— Work required —
Rename "sneaker" to "running shoe" throughout everything in the listing from the line containing "Provide one point per instance of the sneaker, each" down to the end. Copy those lines again with no other change.

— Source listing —
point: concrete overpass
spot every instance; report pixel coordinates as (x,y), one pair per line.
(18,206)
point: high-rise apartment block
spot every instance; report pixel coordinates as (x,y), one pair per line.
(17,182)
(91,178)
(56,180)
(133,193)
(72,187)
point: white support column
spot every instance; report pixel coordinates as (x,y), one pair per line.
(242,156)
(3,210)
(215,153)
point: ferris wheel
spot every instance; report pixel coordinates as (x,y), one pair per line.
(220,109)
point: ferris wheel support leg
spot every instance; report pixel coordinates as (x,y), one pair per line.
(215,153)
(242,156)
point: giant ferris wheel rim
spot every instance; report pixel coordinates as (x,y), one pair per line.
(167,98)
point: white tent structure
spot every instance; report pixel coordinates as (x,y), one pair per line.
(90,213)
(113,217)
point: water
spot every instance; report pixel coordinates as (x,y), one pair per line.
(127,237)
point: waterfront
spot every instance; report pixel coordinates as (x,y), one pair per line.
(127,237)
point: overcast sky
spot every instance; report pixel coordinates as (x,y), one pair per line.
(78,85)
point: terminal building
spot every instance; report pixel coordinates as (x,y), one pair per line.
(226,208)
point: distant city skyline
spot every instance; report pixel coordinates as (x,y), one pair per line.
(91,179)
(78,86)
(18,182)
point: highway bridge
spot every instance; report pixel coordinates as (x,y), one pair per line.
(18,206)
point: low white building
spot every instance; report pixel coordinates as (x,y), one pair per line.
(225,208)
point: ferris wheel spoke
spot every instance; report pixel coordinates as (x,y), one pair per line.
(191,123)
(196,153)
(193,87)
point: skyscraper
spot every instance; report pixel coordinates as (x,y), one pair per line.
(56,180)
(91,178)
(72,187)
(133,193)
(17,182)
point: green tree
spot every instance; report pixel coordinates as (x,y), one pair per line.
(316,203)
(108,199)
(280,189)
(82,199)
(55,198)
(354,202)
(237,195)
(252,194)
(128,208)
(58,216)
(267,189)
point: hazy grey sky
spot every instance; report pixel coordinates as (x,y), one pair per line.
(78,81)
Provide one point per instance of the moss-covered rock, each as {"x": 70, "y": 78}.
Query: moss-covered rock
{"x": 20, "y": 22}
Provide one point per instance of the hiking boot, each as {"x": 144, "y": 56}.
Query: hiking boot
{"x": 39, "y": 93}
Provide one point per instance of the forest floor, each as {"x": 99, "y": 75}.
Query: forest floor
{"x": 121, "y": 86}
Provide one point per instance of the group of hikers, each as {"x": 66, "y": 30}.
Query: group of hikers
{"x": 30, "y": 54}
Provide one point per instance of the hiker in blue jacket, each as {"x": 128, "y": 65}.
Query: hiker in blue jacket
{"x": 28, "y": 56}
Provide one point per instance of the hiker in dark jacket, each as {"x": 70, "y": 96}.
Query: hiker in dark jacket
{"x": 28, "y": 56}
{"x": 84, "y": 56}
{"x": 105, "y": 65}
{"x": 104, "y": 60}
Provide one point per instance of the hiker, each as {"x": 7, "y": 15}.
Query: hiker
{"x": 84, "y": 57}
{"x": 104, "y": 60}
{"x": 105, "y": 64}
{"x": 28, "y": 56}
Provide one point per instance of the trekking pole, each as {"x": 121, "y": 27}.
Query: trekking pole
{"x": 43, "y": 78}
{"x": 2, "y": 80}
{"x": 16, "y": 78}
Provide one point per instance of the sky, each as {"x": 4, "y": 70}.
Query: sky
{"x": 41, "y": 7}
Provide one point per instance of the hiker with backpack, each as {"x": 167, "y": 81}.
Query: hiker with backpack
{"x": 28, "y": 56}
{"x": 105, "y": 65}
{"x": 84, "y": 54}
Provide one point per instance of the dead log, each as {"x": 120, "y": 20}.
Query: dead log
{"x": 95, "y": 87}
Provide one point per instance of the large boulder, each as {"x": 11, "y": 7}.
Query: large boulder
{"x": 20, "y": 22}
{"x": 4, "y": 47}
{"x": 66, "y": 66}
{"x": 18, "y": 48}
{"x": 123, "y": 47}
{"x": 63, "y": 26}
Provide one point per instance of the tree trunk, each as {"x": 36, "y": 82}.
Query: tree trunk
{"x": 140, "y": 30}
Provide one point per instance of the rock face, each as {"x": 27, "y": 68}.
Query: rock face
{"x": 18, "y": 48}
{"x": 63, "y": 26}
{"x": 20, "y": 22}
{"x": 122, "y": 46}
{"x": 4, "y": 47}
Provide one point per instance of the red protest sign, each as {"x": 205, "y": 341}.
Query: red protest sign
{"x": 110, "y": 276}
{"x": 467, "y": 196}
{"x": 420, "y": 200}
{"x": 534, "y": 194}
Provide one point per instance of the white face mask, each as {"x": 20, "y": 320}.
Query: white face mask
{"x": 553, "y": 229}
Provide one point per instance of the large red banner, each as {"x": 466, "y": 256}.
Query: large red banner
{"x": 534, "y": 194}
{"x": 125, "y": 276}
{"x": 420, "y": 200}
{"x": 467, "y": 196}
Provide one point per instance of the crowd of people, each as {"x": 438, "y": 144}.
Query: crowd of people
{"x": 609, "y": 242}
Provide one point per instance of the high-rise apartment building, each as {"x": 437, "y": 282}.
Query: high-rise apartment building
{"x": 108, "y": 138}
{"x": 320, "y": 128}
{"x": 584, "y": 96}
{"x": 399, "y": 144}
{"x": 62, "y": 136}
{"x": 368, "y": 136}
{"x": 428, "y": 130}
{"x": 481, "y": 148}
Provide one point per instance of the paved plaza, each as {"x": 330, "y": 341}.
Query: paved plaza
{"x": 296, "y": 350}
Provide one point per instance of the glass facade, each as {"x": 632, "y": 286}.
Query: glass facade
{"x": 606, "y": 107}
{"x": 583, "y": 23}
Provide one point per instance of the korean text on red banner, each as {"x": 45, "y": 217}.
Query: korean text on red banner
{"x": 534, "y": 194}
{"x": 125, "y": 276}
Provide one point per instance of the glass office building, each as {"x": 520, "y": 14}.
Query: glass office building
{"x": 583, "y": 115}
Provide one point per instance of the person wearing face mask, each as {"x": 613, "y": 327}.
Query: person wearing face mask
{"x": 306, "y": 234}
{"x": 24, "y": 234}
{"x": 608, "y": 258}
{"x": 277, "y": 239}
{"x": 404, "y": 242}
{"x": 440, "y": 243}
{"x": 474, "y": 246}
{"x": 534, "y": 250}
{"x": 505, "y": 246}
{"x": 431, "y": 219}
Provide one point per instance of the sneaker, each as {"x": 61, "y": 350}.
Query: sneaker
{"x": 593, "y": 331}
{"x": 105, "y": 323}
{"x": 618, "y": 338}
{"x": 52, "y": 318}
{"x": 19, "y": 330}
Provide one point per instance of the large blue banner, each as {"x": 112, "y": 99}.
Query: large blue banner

— Result for this exercise —
Provide one point per instance of the running shoe, each as {"x": 61, "y": 350}.
Query: running shoe
{"x": 593, "y": 331}
{"x": 105, "y": 323}
{"x": 618, "y": 338}
{"x": 52, "y": 318}
{"x": 19, "y": 330}
Provide one point per instance of the large blue banner, each as {"x": 112, "y": 99}.
Query: large blue banner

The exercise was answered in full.